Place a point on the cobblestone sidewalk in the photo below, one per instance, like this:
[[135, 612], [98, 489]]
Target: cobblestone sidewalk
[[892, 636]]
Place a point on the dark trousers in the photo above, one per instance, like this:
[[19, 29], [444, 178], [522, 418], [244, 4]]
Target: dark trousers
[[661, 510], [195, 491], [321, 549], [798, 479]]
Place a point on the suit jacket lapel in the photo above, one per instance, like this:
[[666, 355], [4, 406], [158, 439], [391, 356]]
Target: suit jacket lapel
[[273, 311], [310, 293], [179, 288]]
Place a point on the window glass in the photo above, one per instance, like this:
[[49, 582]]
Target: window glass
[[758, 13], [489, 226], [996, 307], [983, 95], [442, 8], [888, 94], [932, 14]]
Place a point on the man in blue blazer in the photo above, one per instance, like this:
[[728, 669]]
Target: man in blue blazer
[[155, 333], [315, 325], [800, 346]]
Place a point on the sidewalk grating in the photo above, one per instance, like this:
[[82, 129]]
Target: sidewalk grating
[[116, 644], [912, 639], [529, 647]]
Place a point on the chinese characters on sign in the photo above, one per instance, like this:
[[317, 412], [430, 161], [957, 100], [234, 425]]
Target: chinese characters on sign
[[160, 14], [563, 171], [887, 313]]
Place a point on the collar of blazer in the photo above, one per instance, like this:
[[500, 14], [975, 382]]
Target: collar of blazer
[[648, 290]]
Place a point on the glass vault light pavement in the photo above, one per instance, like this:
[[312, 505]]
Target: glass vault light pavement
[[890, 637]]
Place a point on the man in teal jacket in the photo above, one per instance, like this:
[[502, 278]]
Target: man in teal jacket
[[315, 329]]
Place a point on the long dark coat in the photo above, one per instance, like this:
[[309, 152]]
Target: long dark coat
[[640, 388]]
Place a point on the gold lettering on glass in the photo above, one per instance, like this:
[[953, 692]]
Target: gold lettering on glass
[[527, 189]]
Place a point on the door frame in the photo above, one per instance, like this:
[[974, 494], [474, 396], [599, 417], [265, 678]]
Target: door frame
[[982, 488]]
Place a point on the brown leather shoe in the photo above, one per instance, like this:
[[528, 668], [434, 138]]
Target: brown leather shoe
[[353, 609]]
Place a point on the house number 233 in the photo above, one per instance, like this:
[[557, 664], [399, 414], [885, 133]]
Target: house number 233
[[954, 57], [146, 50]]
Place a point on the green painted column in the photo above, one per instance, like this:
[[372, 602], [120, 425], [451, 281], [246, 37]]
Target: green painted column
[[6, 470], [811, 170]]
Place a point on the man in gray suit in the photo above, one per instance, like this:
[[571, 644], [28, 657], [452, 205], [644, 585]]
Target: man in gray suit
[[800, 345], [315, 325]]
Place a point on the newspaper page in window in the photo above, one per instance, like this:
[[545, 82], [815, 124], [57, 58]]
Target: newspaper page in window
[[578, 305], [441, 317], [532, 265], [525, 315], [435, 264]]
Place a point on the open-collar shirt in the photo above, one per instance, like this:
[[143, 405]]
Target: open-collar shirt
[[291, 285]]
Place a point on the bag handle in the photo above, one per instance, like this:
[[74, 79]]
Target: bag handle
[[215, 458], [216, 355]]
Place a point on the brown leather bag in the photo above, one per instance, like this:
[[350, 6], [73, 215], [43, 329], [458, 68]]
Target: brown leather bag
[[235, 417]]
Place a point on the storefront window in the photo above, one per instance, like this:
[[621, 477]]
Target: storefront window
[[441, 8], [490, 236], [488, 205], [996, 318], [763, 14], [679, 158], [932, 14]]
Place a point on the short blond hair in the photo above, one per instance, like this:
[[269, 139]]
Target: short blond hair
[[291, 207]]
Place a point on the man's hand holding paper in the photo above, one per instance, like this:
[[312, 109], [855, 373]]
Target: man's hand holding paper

• • • • • • •

_The problem:_ Rewrite every line of the records above as a numbered list, omitting any blank lines.

_The result:_
1. Place a point on the cobblestone sidewalk in the photo below, one per instance, like this:
2. [[135, 612], [98, 489]]
3. Target: cobblestone sidewalk
4. [[892, 636]]
5. Place a point on the dark trousers in the photo above, one per instance, like this:
6. [[19, 29], [444, 178], [522, 418], [244, 4]]
7. Target: dark trousers
8. [[661, 510], [195, 491], [321, 549], [798, 479]]
9. Place a point on the suit jacket lapel in the photo above, one per instance, like this:
10. [[666, 355], [4, 406], [158, 439], [391, 356]]
11. Target: suit jacket lapel
12. [[273, 311], [310, 293], [179, 288]]
13. Place a point on the window glass in the photo above, one per instance, like this:
14. [[49, 582]]
15. Target: window glass
16. [[758, 13], [489, 226], [996, 307], [983, 95], [442, 8], [888, 94], [932, 14]]
17. Place a point on the man in blue blazer in the photo above, one per instance, like this:
18. [[728, 669]]
19. Target: man in blue blazer
20. [[155, 333], [315, 325], [800, 346]]
21. Place a point on the sidewalk grating in the photo above, one per instance, like this:
22. [[82, 129]]
23. Target: sidewalk grating
24. [[116, 644], [912, 639], [529, 647]]
25. Place a point on the chinese characters on sign in the photo above, one per instance, like this:
26. [[317, 412], [430, 161], [957, 100], [234, 425]]
27. Target: chinese characters on sign
28. [[160, 14], [563, 171], [887, 313]]
29. Place a point on the collar of blazer in the photo above, one per instance, like this:
30. [[500, 14], [975, 382]]
31. Target: collar of blazer
32. [[648, 290]]
33. Place a point on the glass vault light pavement in the photo above, one per instance, like this:
34. [[312, 505]]
35. Target: glass vault light pavement
36. [[890, 637]]
37. Place a point on the man in teal jacket in the photo above, one per instance, like this:
38. [[502, 278]]
39. Target: man in teal jacket
40. [[315, 329]]
41. Place a point on the long dark coat in the photo above, one per instance, like this:
42. [[309, 152]]
43. Target: long dark coat
44. [[640, 388]]
45. Place a point on the gold lettering on glass in the photo above, one per instance, like this:
46. [[953, 692]]
47. Target: gold lettering on glass
48. [[527, 189]]
49. Place a point on the door frame in the photo above, one per instance, like this:
50. [[974, 494], [474, 396], [599, 417], [265, 678]]
51. Target: door frame
52. [[982, 488]]
53. Place a point on the brown leather shoe in the photo above, one per instance, like this:
54. [[528, 668], [434, 138]]
55. Target: brown leather shoe
56. [[353, 609]]
57. Place a point on the house number 233 in the photo above, one per instance, like this:
58. [[557, 664], [399, 414], [885, 133]]
59. Target: house number 233
60. [[954, 57], [146, 50]]
61. Place a point on the green painted column in the photo above, one per instance, like this:
62. [[372, 602], [120, 425], [451, 281], [246, 37]]
63. Target: green painted column
64. [[6, 470], [811, 170]]
65. Place a point on the man in gray suit in the photo above, one per instance, like this:
66. [[571, 644], [28, 657], [452, 205], [644, 585]]
67. Target: man in gray suit
68. [[800, 345], [315, 325]]
69. Place a point on the newspaper page in window in the photo above, one per instance, like this:
70. [[545, 82], [815, 124], [57, 58]]
71. Target: newspaper page in window
72. [[578, 305], [441, 317], [532, 265], [525, 315], [435, 264]]
73. Place a point on the open-collar shirt in the photo above, one per instance, like this:
74. [[143, 405]]
75. Target: open-collar shirt
76. [[291, 285]]
77. Place a point on the bag handle in the photo above, one per instance, like this:
78. [[74, 79]]
79. Target: bag handle
80. [[215, 458], [216, 355]]
81. Place a point on the brown leather bag in the photo above, one per instance, like this:
82. [[350, 6], [73, 215], [43, 329], [458, 68]]
83. Target: brown leather bag
84. [[235, 417]]
85. Place a point on the storefront window in the photo above, one per instance, like this:
86. [[621, 477]]
87. Target: storefront window
88. [[441, 8], [490, 236], [488, 205], [996, 318], [763, 14], [679, 158], [932, 14]]
89. Place a point on the short blond hair in the photo above, one per instance, like this:
90. [[269, 139]]
91. Target: short blond hair
92. [[291, 207]]
93. Place a point on the man's hand holding paper in the photo above, one per instance, like this:
94. [[312, 109], [855, 373]]
95. Target: man's hand holding paper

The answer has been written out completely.